__PROMPT 1__.
Quote the passage of the news item about the amicus brief on pharmacy benefit managers from "The brief, co-authored" to "in the release.".
__PROMPT 2__.
Write what comes next in the news item about the amicus brief on pharmacy benefit managers, picking up after its final sentence.

__PAGE EXCERPT__.
________________________
ACR, advocacy groups file amicus brief in support of regulating pharmacy benefit managers
The Alliance for Transparent & Affordable Prescriptions, the Community Oncology Alliance and American Pharmacies have filed an amicus brief in support of efforts in North Dakota to regulate pharmacy benefit managers.
The brief, co-authored by the American College of Rheumatology, a founding member of the ATAP coalition, has been filed with the U.S. 8th Circuit Court of Appeals in the case of Pharmaceutical Care Management Association (PCMA) v. Wehbi, according to an ACR press release.
“We hope this brief will support North Dakota’s arguments and preserve this critical legislation that significantly curbs some of the most egregious practices that pharmacy benefit managers use to increase their profits at the expense of patients,” Angus Worthing, MD, FACP, FACR, a practicing rheumatologist and the ACR’s representative on the ATAP executive committee, said in the release.
“Formulary tiers should be based on efficacy and not which manufacturer pays the highest rebates and fees to the PBM,” he added. “This approach reduces patient access, while the discounts are retained by the PBM and not passed on to patients and plans.”
North Dakota state lawmakers approved legislation aimed at regulating pharmacy benefit managers in 2017. Among other provisions, the law bans gag clause provisions that restrict what pharmacists can tell patients and prevents pharmacy benefit managers from charging a copay that is more than the cost of the drug, a practice known as spread pricing.
The PCMA, a trade group representing pharmacy benefit managers, filed a federal lawsuit in that same year challenging the law. The case, PCMA v. Wehbi, initially resulted in the 8th Circuit Court of Appeals ruling in favor of the PCMA, stating that the North Dakota law is preempted by federal law.
________________________
__EXCERPTED RECORDS__.
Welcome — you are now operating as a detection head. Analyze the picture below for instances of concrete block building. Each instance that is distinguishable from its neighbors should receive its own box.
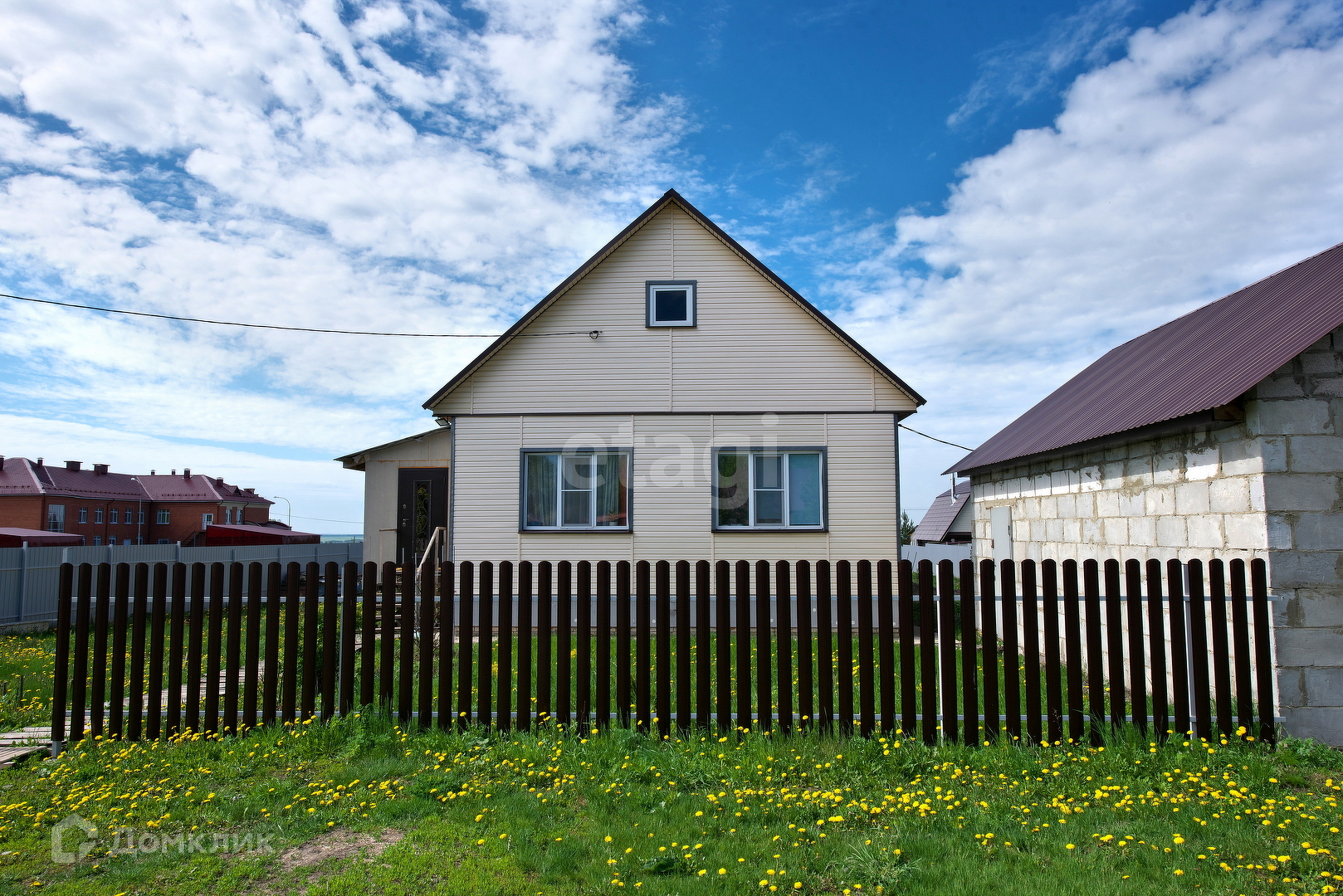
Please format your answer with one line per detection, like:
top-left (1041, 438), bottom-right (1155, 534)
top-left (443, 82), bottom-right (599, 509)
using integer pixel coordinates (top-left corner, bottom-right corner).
top-left (952, 245), bottom-right (1343, 744)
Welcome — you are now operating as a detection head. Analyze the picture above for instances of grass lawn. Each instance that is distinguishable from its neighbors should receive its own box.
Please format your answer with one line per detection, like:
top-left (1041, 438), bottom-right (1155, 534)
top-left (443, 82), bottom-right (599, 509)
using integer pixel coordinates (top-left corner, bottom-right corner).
top-left (0, 713), bottom-right (1343, 896)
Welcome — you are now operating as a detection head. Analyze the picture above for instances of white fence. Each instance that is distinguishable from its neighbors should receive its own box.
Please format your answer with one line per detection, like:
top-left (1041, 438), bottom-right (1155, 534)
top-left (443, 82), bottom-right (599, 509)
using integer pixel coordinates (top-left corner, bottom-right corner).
________________________
__OUTPUT 1__.
The brief, co-authored by the American College of Rheumatology, a founding member of the ATAP coalition, has been filed with the U.S. 8th Circuit Court of Appeals in the case of Pharmaceutical Care Management Association (PCMA) v. Wehbi, according to an ACR press release.
“We hope this brief will support North Dakota’s arguments and preserve this critical legislation that significantly curbs some of the most egregious practices that pharmacy benefit managers use to increase their profits at the expense of patients,” Angus Worthing, MD, FACP, FACR, a practicing rheumatologist and the ACR’s representative on the ATAP executive committee, said in the release.

__OUTPUT 2__.
However, the case is now back with the appeals court after the U.S. Supreme Court in December 2020 upheld a similar state law in Arkansas. That case, Rutledge v. PCMA, stemmed from a PCMA challenge to a law prohibiting pharmacy benefit managers from reimbursing local pharmacies at a lower rate than what the pharmacies pay to fill prescriptions. The PCMA argued that the state law violated the preemption clause in the federal Employee Retirement Income Security Act (ERISA). Although the 8th Circuit Court of Appeals agreed with PCMA, the U.S. Supreme Court unanimously ruled in favor of Arkansas, arguing that state regulations that might impact costs in ERISA plans do not violate the preemption clause.
In addition, as part of the ruling, the Supreme Court vacated the initial PCMA v. Wehbi decision and remanded it back to the 8th Circuit with instructions to reconsider in light of Rutledge v. PCMA.
In the amicus brief, the authors address the role of pharmacy benefit managers in the drug supply chain, characterizing some of their practices as “egregious.” The brief also explains how states can exercise regulatory power to curb their practices following the recent U.S. Supreme Court decision.
A new ruling from the 8th Circuit is not expected until the spring of 2022.
“The 8th Circuit should follow the Supreme Court’s lead and reaffirm that States retain their traditional power to address harms inflicted by improper PBM practices in local markets,” Worthing said in the press release.